((
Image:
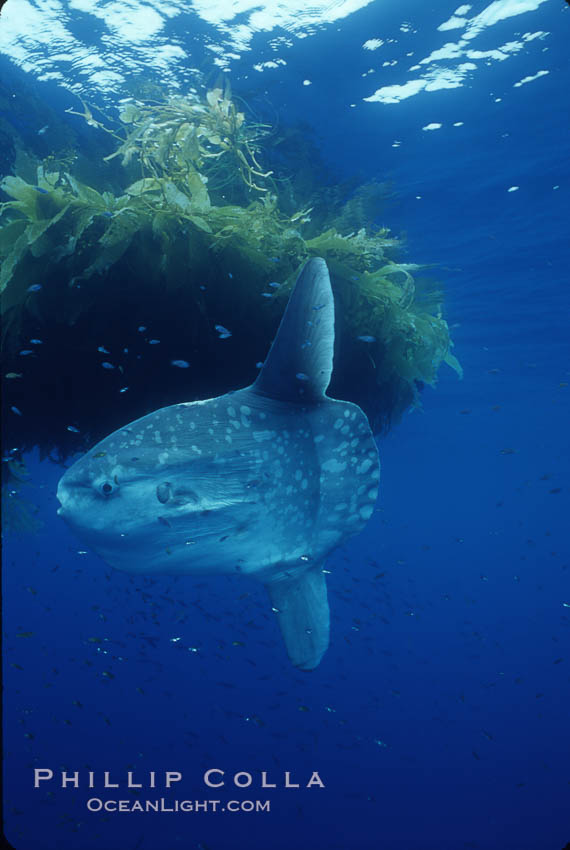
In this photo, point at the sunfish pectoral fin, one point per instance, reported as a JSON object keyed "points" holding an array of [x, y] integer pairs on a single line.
{"points": [[302, 609]]}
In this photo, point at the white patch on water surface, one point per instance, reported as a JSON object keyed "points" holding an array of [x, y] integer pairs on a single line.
{"points": [[373, 44], [33, 33], [438, 76], [530, 79]]}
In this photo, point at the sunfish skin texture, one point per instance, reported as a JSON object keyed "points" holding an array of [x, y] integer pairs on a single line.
{"points": [[264, 482]]}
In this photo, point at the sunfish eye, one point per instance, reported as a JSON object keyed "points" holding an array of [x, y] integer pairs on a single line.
{"points": [[163, 492]]}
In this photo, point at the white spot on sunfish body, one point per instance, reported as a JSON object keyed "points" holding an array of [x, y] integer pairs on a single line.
{"points": [[333, 465]]}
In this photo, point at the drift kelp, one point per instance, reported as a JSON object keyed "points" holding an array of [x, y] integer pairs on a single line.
{"points": [[196, 236]]}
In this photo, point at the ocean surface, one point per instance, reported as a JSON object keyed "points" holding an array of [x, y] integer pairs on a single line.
{"points": [[439, 717]]}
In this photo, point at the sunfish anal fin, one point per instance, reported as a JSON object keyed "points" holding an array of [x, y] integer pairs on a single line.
{"points": [[302, 609]]}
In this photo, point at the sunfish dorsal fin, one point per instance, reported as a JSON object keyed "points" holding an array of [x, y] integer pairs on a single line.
{"points": [[299, 364], [302, 610]]}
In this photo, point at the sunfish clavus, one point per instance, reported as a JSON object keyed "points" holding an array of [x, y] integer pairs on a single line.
{"points": [[264, 482]]}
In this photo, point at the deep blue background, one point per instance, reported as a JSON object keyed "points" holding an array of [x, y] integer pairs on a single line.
{"points": [[439, 716]]}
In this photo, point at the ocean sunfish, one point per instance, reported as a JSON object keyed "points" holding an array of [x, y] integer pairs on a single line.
{"points": [[262, 482]]}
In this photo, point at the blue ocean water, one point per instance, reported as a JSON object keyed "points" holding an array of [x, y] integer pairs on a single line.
{"points": [[438, 719]]}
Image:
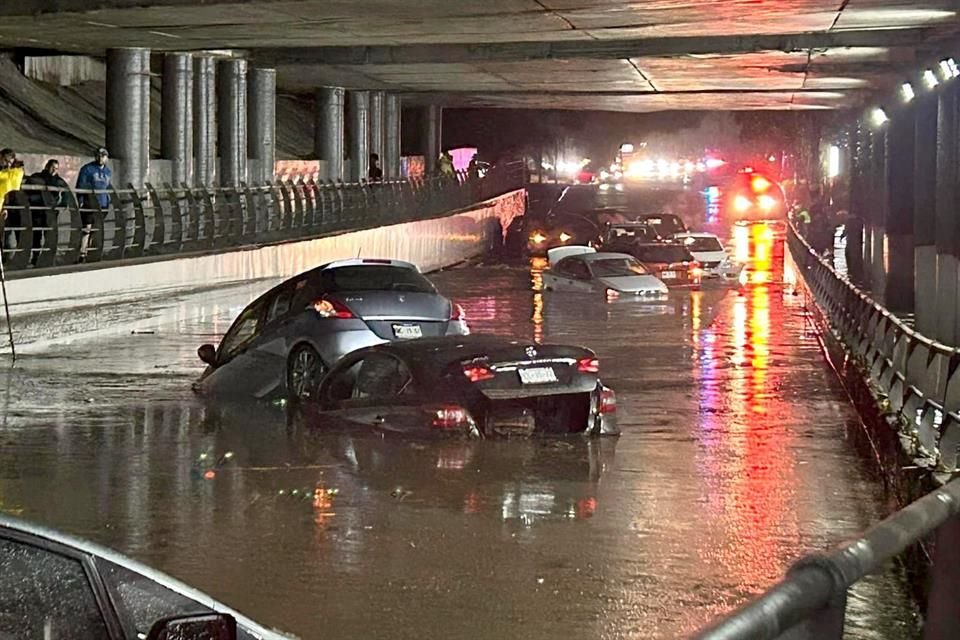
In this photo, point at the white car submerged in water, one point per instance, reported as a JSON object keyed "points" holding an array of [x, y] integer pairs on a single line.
))
AIM OF THE TASK => Return the full listing above verbatim, please, but without its images.

ANSWER AREA =>
Image:
In this photo, point at the sunfish pectoral fin, one point per instance, reported as a JSON object keyed "points" holding an array of [x, y] integer pairs on a single line.
{"points": [[302, 609]]}
In this photo, point at the white patch on water surface, one point per instance, reported as a JSON object keyed "points" holding an array of [x, y] integer pairs on a single line.
{"points": [[373, 44], [33, 33], [438, 76], [530, 79]]}
In this photo, point at the sunfish skin texture, one point per instance, reported as a JSON object keyed "points" holding an array of [x, y] integer pairs on a single line.
{"points": [[264, 482]]}
In this photo, point at the sunfish eye, one point per instance, reported as a JSON object keyed "points" holding an array of [x, y] integer pairs on a single line.
{"points": [[163, 492]]}
In this photo, point at the white spot on sunfish body, one point per instance, reported as a JSON object keyed "points" holding an array of [x, y] integer pairs on a single line.
{"points": [[333, 465]]}
In this photo, point at the drift kelp, one point per instance, reported as a JSON object keyed "points" holding an array of [x, y] integer pairs on a single line.
{"points": [[196, 236]]}
In this photo, point at the ocean surface, one point per instance, reported as a JSON object keyed "points" holding an array of [x, y] integer pairs on a single line.
{"points": [[439, 717]]}
In this photo, point at the sunfish anal fin, one point per instance, reported as a JSON object keyed "points" holding an array of [x, y] integer pairs on a single line.
{"points": [[302, 609]]}
In this photo, point at the sunfish dorsal fin, one point per instance, reported as a JSON object keyed "points" holding an array of [x, y] integer pairs on a single line.
{"points": [[299, 364], [302, 610]]}
In this photo, point at the sunfish clavus, one point per instance, reported as a JSON object keyed "points" holding an array of [x, y] integer pairs on a single line.
{"points": [[264, 482]]}
In this photo, point at the deep blue background, one point per instance, reported as a JSON object keyed "points" holding an array of [x, y] integer pairs on a single line.
{"points": [[439, 716]]}
In this photo, point at the ocean sunfish, one point per instance, reported as a JSON object keyed "points" holding an array of [x, y] integer pairs on a single line.
{"points": [[262, 482]]}
In this photo, point at the blue ocean water, one point per instance, reported as a JSON object keyed "points" holding an array of [x, y] integer pairs on a single line.
{"points": [[438, 719]]}
Image:
In this photo, point at the white car submerged in water, one point per instance, reported as a JSON object keyed "points" holding an array of [x, y] integer pairs on a single line.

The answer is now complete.